-- Document text follows --

Blue-eyed humans have a single, common ancestor
Posted 30 January 2008
New research shows that people with blue eyes have a
single, common ancestor. A team at the University of
Copenhagen have tracked down a genetic mutation which took
place 6-10,000 years ago and is the cause of the eye colour
of all blue-eyed humans alive on the planet today.
What is the genetic mutation
“Originally, we all had brown eyes”, said Professor
Eiberg from the Department of Cellular and Molecular
Medicine.
“But a
genetic mutation
affecting the OCA2 gene in our
chromosomes resulted in the creation of a “switch”, which
literally “turned off” the ability to produce brown eyes”.

-- Document text concluded --
-- Supplied records follows --

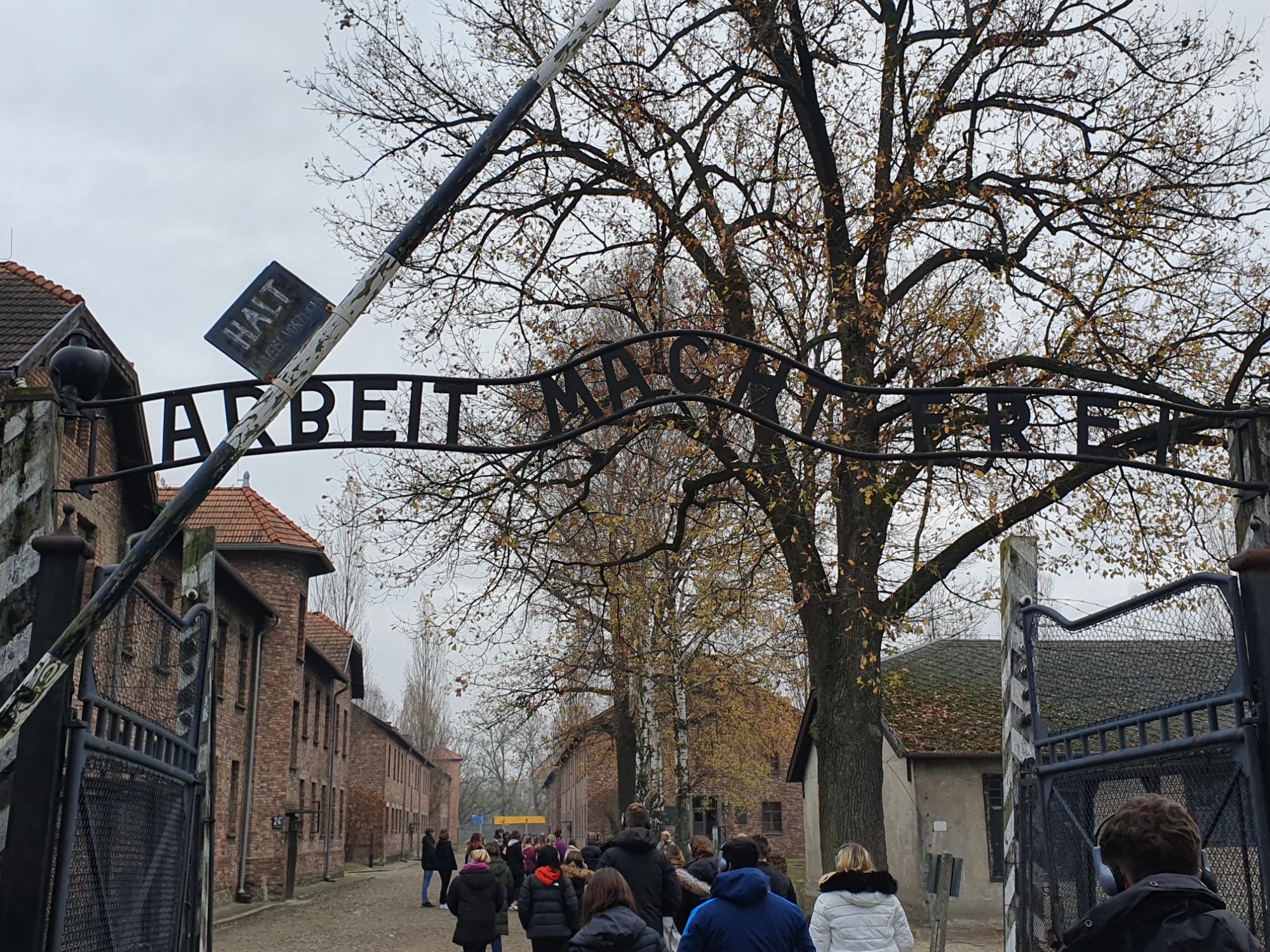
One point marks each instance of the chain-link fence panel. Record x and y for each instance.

-- Supplied records concluded --
-- Supplied records follows --

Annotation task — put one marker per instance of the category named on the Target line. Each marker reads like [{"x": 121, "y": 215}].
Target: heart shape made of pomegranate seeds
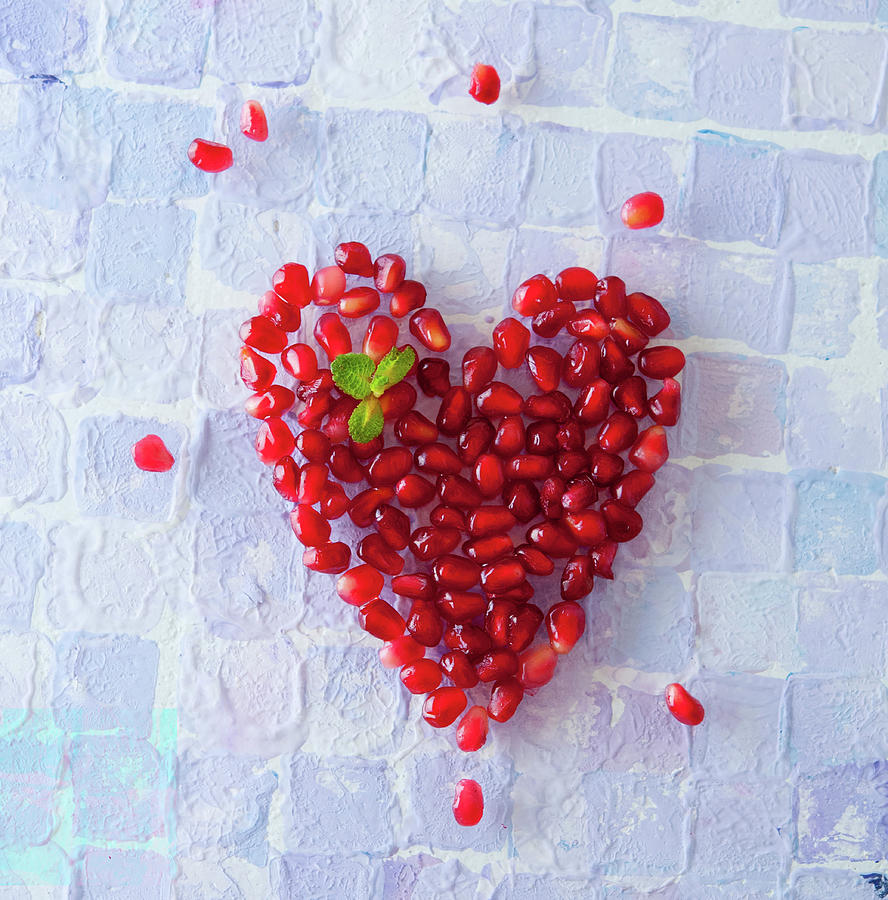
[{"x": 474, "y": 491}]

-- Supplied records concluded --

Requirement 1: Transcribe the stretch of the article on blue-eyed ancestry from "Blue-eyed humans have" through "the planet today.".
Requirement 2: In the article on blue-eyed ancestry, which gene did the genetic mutation affect?
Requirement 3: Continue the article on blue-eyed ancestry from where it stops.
The records have nothing to do with the article on blue-eyed ancestry.

Answer space 1:
Blue-eyed humans have a single, common ancestor
Posted 30 January 2008
New research shows that people with blue eyes have a
single, common ancestor. A team at the University of
Copenhagen have tracked down a genetic mutation which took
place 6-10,000 years ago and is the cause of the eye colour
of all blue-eyed humans alive on the planet today.

Answer space 2: The OCA2 gene.

Answer space 3:
The OCA2 gene codes for the so-called P protein, which is
involved in the production of melanin, the pigment that
gives colour to our hair, eyes and skin. The “switch”, which
is located in the gene adjacent to OCA2 does not, however,
turn off the gene entirely, but rather limits its action to
reducing the production of melanin in the iris – effectively
“diluting” brown eyes to blue. The switch’s effect on
OCA2 is very specific therefore. If the OCA2 gene had been
completely destroyed or turned off, human beings would be
without melanin in their hair, eyes or skin colour – a
condition known as albinism.
Limited genetic variation
Variation in the colour of the eyes from brown to green
can all be explained by the amount of melanin in the iris,
but blue-eyed individuals only have a small degree of
variation in the amount of melanin in their eyes. “From this
we can conclude that all blue-eyed individuals are linked to
the same ancestor,” says Professor Eiberg. “They have all
inherited the same switch at exactly the same spot in their
DNA.” Brown-eyed individuals, by contrast, have considerable
individual variation in the area of their DNA that controls
melanin production.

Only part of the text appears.